Some records:
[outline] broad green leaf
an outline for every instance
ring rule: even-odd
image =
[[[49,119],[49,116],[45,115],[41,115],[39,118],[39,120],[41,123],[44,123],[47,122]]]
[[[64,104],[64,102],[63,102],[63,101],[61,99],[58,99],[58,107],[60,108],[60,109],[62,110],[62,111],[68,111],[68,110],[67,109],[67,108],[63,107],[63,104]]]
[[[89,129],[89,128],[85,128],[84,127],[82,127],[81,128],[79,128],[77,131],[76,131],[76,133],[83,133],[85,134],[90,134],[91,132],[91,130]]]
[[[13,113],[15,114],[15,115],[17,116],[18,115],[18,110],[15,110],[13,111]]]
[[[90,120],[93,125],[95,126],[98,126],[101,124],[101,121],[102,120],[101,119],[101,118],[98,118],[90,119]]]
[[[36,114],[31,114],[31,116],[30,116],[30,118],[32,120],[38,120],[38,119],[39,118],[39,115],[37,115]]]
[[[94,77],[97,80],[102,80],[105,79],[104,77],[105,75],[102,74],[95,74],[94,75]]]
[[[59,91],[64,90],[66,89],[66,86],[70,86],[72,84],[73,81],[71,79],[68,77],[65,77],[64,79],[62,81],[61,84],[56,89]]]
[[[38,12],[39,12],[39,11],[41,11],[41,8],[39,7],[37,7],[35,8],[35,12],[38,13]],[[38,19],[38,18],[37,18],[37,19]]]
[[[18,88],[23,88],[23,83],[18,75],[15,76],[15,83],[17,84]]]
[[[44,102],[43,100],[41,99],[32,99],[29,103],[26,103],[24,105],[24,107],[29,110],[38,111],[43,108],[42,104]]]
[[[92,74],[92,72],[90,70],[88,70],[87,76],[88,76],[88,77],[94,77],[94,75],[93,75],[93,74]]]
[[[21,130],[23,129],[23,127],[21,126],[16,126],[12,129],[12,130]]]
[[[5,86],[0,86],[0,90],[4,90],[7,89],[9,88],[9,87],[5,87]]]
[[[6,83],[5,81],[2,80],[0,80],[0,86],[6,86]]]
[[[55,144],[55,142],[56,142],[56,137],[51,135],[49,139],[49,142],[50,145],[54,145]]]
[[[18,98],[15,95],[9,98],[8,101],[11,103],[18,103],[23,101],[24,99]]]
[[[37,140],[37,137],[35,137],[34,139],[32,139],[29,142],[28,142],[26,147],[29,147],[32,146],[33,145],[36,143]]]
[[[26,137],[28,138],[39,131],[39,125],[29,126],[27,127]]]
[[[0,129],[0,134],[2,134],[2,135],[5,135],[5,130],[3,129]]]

Aim of the task :: Extract all lines as given.

Solution below ::
[outline] broad green leaf
an outline for every instance
ring rule: even-odd
image =
[[[49,119],[49,116],[45,115],[41,115],[39,118],[39,120],[41,123],[44,123],[47,122]]]
[[[64,104],[64,102],[63,102],[63,101],[61,99],[58,99],[58,107],[60,108],[60,109],[62,110],[62,111],[68,111],[68,110],[67,109],[67,108],[63,107],[63,104]]]
[[[89,129],[89,128],[85,128],[84,127],[82,127],[81,128],[79,128],[77,131],[76,131],[76,133],[83,133],[85,134],[90,134],[91,132],[91,130]]]
[[[13,113],[15,114],[15,115],[17,116],[18,115],[18,110],[15,110],[13,111]]]
[[[90,120],[93,125],[95,126],[98,126],[101,124],[101,121],[102,120],[101,119],[101,118],[98,118],[90,119]]]
[[[36,114],[31,114],[31,116],[30,116],[30,118],[32,120],[38,120],[38,119],[39,118],[39,115],[37,115]]]
[[[94,77],[97,80],[102,80],[105,79],[104,77],[105,75],[102,74],[95,74],[94,75]]]
[[[59,91],[64,90],[66,89],[66,86],[70,86],[72,84],[73,81],[71,79],[68,77],[65,77],[64,79],[62,81],[61,84],[56,89]]]
[[[38,12],[39,12],[39,11],[41,11],[41,8],[39,7],[37,7],[35,8],[35,12],[38,13]],[[38,19],[38,18],[37,18],[37,19]]]
[[[18,88],[23,88],[23,83],[18,75],[15,76],[15,83],[17,84]]]
[[[44,102],[43,100],[41,99],[32,99],[29,103],[26,103],[24,105],[24,107],[29,110],[38,111],[43,108],[42,104]]]
[[[92,74],[92,72],[90,70],[88,70],[87,76],[88,76],[88,77],[94,77],[94,75],[93,75],[93,74]]]
[[[21,130],[23,129],[23,127],[21,126],[16,126],[12,129],[12,130]]]
[[[5,86],[0,86],[0,90],[4,90],[7,89],[9,88],[9,87],[5,87]]]
[[[6,83],[5,81],[2,80],[0,80],[0,86],[6,86]]]
[[[55,144],[55,142],[56,142],[56,137],[51,135],[49,139],[49,142],[50,145],[54,145]]]
[[[18,98],[15,95],[9,98],[8,101],[11,103],[18,103],[23,101],[24,99]]]
[[[37,140],[37,137],[35,137],[34,139],[32,139],[29,142],[28,142],[26,147],[29,147],[32,146],[33,145],[36,143]]]
[[[26,137],[28,138],[39,131],[39,125],[29,126],[27,127]]]
[[[0,129],[0,134],[2,134],[2,135],[5,135],[5,130],[3,129]]]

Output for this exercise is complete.